**OBIETTIVO A**
Rispondi a queste domande sul testo che riguarda la lettera di Aldo Braibanti:
(i) Dove e in che giorno fu ucciso Gianfranco Sarfatti?
(ii) In quale luogo è morto Aldo Braibanti, e a che età?
(iii) Da chi fu arrestato e torturato Aldo Braibanti?
**** TESTO DI PARTENZA
Lettera al compagno Gianfranco caduto nella lotta clandestina, di Aldo Braibanti, anno 1945

La nota di Ferruccio Braibanti, nipote di Aldo,
al Direttore di Libertà, quotidiano di Piacenza

Egregio Direttore, le invio una lunga lettera scritta da mio zio Aldo nel 1945 al suo compagno di lotta Gianfranco Sarfatti, ucciso dai fascisti in Val d’Aosta il 21 febbraio di quell’anno.
Indubbiamente il mio giudizio è inficiato sia dal profondo affetto per lo zio che dalle contingenze della sua scomparsa, ma credo di essere oggettivo nel ritenere la lettera non solo molto bella, ma anche una testimonianza importante della vera essenza della Resistenza.
Sarà lei a giudicare se è utile portarla a conoscenza del grande pubblico piacentino.

La nota introduttiva della redazione del Quotidiano
A seguire pubblichiamo il testo integrale della lettera scritta da Aldo Braibanti, morto lo scorso 6 aprile nella sua casa di Castellarquato all’età di 91 anni. Filosofo ed eclettica figura del Novecento era diventato improvvisamente famoso per un clamoroso, e unico, caso giudiziario che aveva acceso l’opinione pubblica: un processo inserito in un clima di forti contrapposizioni politiche pre-contestazione (1967-68). Braibanti è stato anche organizzatore del Fronte della Gioventù e fu arrestato e torturato dalle S. S. e dalla Banda Carità.
Aldo Braibanti, classe 1922, scrittore, sceneggiatore, partigiano e poeta, ci ha lasciati lo scorso 6 aprile
La lettera scritta da Aldo Braibanti nel 1945
Ora Tu sei morto, Gianfranco. Una lettera dignitosa, un poco affrettata mi fu gettata sul tavolo con rude semplicità. Con Te è morto tutto un mio mondo, un dolce appoggio per l’asprezza del viaggio.
********
**** MATERIALE FORNITO
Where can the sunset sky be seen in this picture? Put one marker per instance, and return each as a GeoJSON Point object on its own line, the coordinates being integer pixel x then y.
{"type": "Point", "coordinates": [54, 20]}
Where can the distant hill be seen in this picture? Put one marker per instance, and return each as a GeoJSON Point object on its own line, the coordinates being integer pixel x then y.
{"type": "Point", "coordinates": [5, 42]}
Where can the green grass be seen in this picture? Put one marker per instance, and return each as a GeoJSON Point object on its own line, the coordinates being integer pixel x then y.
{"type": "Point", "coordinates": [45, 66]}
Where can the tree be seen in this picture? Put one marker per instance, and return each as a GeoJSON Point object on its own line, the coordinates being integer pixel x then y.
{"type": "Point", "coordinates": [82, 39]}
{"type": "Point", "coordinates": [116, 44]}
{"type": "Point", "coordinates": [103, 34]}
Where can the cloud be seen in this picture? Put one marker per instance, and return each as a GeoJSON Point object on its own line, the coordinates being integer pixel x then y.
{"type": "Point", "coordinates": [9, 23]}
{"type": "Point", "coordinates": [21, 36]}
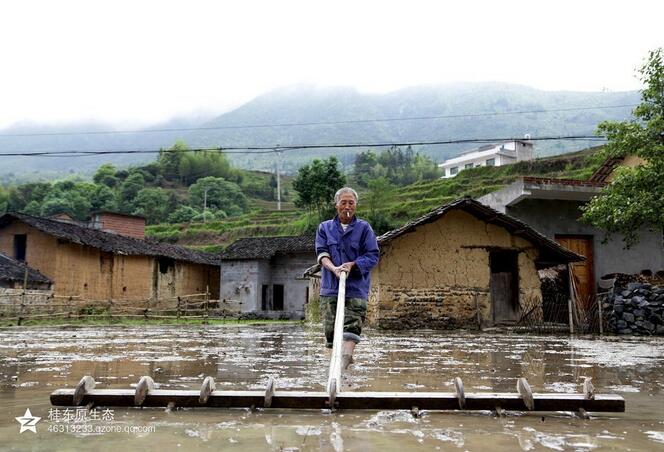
********
**OBIETTIVO B**
Elenca ogni riga dei record che contiene la parola "GeoJSON", facendo attenzione a maiuscole e minuscole.

**RISPOSTA COMPLETA A**
(i) In Val d'Aosta, il 21 febbraio 1945.
(ii) Nella sua casa di Castellarquato, a 91 anni.
(iii) Dalle S. S. e dalla Banda Carità.

**RISPOSTA COMPLETA B**
Where can the sunset sky be seen in this picture? Put one marker per instance, and return each as a GeoJSON Point object on its own line, the coordinates being integer pixel x then y.
Where can the distant hill be seen in this picture? Put one marker per instance, and return each as a GeoJSON Point object on its own line, the coordinates being integer pixel x then y.
Where can the green grass be seen in this picture? Put one marker per instance, and return each as a GeoJSON Point object on its own line, the coordinates being integer pixel x then y.
Where can the tree be seen in this picture? Put one marker per instance, and return each as a GeoJSON Point object on its own line, the coordinates being integer pixel x then y.
Where can the cloud be seen in this picture? Put one marker per instance, and return each as a GeoJSON Point object on its own line, the coordinates being integer pixel x then y.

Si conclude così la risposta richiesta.